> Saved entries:
====================

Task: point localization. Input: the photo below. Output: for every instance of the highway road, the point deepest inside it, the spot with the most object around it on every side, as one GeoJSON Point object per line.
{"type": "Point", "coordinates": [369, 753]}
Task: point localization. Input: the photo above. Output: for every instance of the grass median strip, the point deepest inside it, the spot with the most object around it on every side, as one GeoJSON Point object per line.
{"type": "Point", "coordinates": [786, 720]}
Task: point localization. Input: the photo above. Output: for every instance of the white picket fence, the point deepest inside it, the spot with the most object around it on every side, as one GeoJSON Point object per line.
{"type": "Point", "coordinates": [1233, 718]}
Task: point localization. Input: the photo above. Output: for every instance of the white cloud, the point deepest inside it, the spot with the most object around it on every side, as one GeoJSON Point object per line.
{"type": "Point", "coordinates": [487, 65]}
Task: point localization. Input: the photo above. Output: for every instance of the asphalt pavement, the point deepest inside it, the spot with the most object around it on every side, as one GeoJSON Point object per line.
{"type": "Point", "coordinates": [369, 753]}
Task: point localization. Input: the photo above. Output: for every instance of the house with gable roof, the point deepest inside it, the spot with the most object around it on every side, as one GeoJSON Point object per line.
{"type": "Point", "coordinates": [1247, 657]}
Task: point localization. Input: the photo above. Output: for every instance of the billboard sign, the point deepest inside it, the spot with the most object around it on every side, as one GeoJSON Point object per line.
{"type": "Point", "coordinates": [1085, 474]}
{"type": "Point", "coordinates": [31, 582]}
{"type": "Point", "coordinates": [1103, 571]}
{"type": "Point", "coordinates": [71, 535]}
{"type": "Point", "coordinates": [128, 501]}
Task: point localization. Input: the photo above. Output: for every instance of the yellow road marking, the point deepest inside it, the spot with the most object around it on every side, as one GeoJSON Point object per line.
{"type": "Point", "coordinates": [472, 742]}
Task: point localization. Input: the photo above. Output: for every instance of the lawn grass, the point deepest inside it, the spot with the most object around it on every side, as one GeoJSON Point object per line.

====================

> PROBLEM DESCRIPTION: The records above are to be restated word for word.

> FINISHED TASK:
Task: point localization. Input: the photo below. Output: for every instance of the highway road, the point deepest inside it, the spot with the most object around it on every side, as one GeoJSON Point object per line.
{"type": "Point", "coordinates": [369, 753]}
Task: point localization. Input: the photo above. Output: for every instance of the grass median strip, the point deepest inside it, the spot with the most object around it on every side, as one GeoJSON Point object per line.
{"type": "Point", "coordinates": [786, 720]}
Task: point localization. Input: the photo above. Output: for every instance of the white picket fence, the point deepest inside it, the spot with the most object around it on every side, as one GeoJSON Point object per line.
{"type": "Point", "coordinates": [1233, 718]}
Task: point localization. Input: the photo above. Output: for every instance of the white cloud, the point deepest inside it, the spot with the most object around it on every side, as one GeoJSON Point object per line.
{"type": "Point", "coordinates": [487, 65]}
Task: point localization. Input: the photo above. Output: for every instance of the asphalt pavement, the point deepest inside it, the spot with the most object around it on every side, as one GeoJSON Point object per line.
{"type": "Point", "coordinates": [369, 753]}
Task: point localization. Input: the photo above. Output: for every instance of the house with gable roof, the point deepest inside it, the spot with the most object around it on every side, as one GeoJSON Point object per line.
{"type": "Point", "coordinates": [1247, 657]}
Task: point localization. Input: the photo above. Output: for every instance of the billboard sign, the point deepest inside it, the spot with the most object around it on every side, as one GeoJSON Point object per line.
{"type": "Point", "coordinates": [1085, 474]}
{"type": "Point", "coordinates": [31, 582]}
{"type": "Point", "coordinates": [1103, 571]}
{"type": "Point", "coordinates": [71, 535]}
{"type": "Point", "coordinates": [128, 501]}
Task: point localization. Input: the photo above. Output: for every instance of the yellow road marking, the point deepest inside it, the spot with the most object around it on every side, as one GeoJSON Point object per line.
{"type": "Point", "coordinates": [472, 742]}
Task: point localization. Input: the photo above. Output: for every instance of the lawn grass, the point deepest inside it, the spot with the most object around it on every side, as one GeoJSON Point object per line.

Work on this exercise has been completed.